Starting at the top line and ending at the last, restate the records exactly.

## Records for the exercise

====================

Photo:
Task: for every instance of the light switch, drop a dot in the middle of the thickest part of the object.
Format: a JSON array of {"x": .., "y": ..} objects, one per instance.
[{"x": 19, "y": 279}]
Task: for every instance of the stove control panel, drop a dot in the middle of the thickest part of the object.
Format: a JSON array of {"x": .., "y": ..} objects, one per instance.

====================

## Reply
Photo:
Task: for every instance of the light switch, drop a dot in the middle of the thickest part of the object.
Format: a JSON array of {"x": .., "y": ..} objects, one per instance.
[{"x": 19, "y": 279}]
Task: for every instance of the stove control panel, drop a dot in the middle of the thickest part of the object.
Format: a JSON array of {"x": .., "y": ..} objects, one per instance.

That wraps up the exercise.